• _TASK TO CARRY OUT_: Rewrite the lines below with every "find" changed to "locate", keeping everything else the same.
#### PROVIDED INFORMATION ####
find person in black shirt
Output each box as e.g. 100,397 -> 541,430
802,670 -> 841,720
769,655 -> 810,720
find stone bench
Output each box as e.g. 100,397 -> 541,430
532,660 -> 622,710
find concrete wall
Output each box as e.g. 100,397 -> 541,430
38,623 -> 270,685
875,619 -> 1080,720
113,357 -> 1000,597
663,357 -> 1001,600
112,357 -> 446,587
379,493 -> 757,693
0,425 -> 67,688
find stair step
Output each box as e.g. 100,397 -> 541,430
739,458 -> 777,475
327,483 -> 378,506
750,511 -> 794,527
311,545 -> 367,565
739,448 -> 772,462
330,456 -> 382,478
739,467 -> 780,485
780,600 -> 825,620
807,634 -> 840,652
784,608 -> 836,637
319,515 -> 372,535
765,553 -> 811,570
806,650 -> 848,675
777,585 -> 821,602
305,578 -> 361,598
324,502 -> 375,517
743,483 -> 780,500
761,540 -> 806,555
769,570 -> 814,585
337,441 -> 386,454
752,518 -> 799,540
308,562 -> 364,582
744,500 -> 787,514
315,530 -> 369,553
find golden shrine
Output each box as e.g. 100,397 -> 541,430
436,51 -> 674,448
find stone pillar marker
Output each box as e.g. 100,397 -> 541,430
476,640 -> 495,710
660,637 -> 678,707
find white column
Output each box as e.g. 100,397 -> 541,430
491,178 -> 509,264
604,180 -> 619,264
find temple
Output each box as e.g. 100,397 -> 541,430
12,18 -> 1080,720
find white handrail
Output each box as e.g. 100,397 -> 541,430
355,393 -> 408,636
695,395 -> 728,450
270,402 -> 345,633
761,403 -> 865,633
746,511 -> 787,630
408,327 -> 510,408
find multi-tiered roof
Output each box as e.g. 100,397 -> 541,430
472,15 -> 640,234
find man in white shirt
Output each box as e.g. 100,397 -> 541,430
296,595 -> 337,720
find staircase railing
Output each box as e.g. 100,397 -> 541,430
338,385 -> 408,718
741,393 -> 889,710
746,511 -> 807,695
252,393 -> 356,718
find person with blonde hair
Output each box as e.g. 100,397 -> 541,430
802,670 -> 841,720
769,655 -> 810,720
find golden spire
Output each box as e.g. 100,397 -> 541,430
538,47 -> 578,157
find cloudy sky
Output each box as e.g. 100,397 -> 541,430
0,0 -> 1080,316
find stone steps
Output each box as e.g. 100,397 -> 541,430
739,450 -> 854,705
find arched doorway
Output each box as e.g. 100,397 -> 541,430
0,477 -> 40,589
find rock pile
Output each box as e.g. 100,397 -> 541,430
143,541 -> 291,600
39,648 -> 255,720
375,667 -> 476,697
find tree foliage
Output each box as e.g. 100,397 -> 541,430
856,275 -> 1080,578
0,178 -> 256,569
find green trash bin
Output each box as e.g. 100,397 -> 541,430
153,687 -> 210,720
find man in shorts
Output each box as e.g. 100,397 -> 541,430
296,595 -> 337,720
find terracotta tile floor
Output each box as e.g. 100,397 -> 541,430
####
• _WRITTEN SOLUTION_:
locate person in black shirt
Output each box as e.g. 100,397 -> 541,430
802,670 -> 841,720
769,655 -> 810,720
locate stone bench
Output each box as e.g. 100,397 -> 541,430
532,660 -> 622,710
locate concrete wall
Output each box as e.g. 100,397 -> 541,430
38,623 -> 270,685
875,619 -> 1080,720
113,357 -> 1000,597
663,357 -> 1001,600
112,357 -> 446,587
379,493 -> 757,693
0,425 -> 67,688
locate stair step
Output each box as e.g. 100,397 -> 541,430
739,458 -> 777,475
327,483 -> 378,506
750,511 -> 794,527
311,545 -> 367,565
739,448 -> 772,462
330,456 -> 382,478
739,467 -> 780,485
780,600 -> 825,620
807,634 -> 840,652
784,608 -> 836,637
319,515 -> 372,535
765,553 -> 811,570
806,650 -> 848,675
777,585 -> 821,602
305,578 -> 361,598
324,502 -> 375,517
743,483 -> 780,500
761,540 -> 806,555
769,570 -> 814,585
337,441 -> 386,454
752,518 -> 799,540
308,562 -> 364,582
744,500 -> 787,514
315,530 -> 369,553
locate golden shrine
Output each box as e.g. 100,397 -> 541,430
436,51 -> 674,448
locate stone pillar marker
Output each box as e.g. 100,397 -> 541,430
476,640 -> 495,710
660,637 -> 678,707
locate white column
Output each box as e.g. 100,397 -> 541,430
491,178 -> 509,264
604,180 -> 619,264
locate temple
Output each box as e.g. 100,397 -> 541,430
12,18 -> 1080,720
locate white handrail
Output each box as e.g. 100,397 -> 541,430
355,393 -> 408,636
695,395 -> 728,450
270,402 -> 345,633
761,403 -> 865,633
746,511 -> 787,630
408,327 -> 510,408
locate multi-tiered roof
Output each box as e.g. 100,397 -> 541,430
472,15 -> 640,234
locate man in white shirt
Output each box as e.g. 100,397 -> 541,430
296,595 -> 337,720
locate staircase railing
Output each box as e.g. 100,397 -> 541,430
338,385 -> 408,718
741,393 -> 889,710
746,511 -> 807,695
252,393 -> 356,718
locate person with blonde hair
Output each box as e.g. 100,397 -> 541,430
802,670 -> 841,720
769,655 -> 810,720
locate golden spire
Output each box as e.g. 100,397 -> 541,430
538,47 -> 578,157
locate cloudy sky
Output each box as e.g. 100,397 -> 541,430
0,0 -> 1080,316
locate stone steps
Output each box as e.g. 100,397 -> 541,430
739,450 -> 854,705
locate arched doorway
Output each box as e.g. 100,397 -> 541,430
0,477 -> 40,589
locate rock pile
Output each box as e.g. 100,397 -> 541,430
143,541 -> 291,600
39,648 -> 255,720
375,667 -> 476,697
locate tree foliage
Output each box as e.g. 100,397 -> 541,430
856,275 -> 1080,578
0,178 -> 256,569
locate green trash bin
Output each box as e.g. 100,397 -> 541,430
153,687 -> 210,720
locate man in shorts
Output each box as e.g. 100,397 -> 541,430
296,595 -> 337,720
locate terracotta tile floor
Output each box as e.g. 100,397 -> 541,430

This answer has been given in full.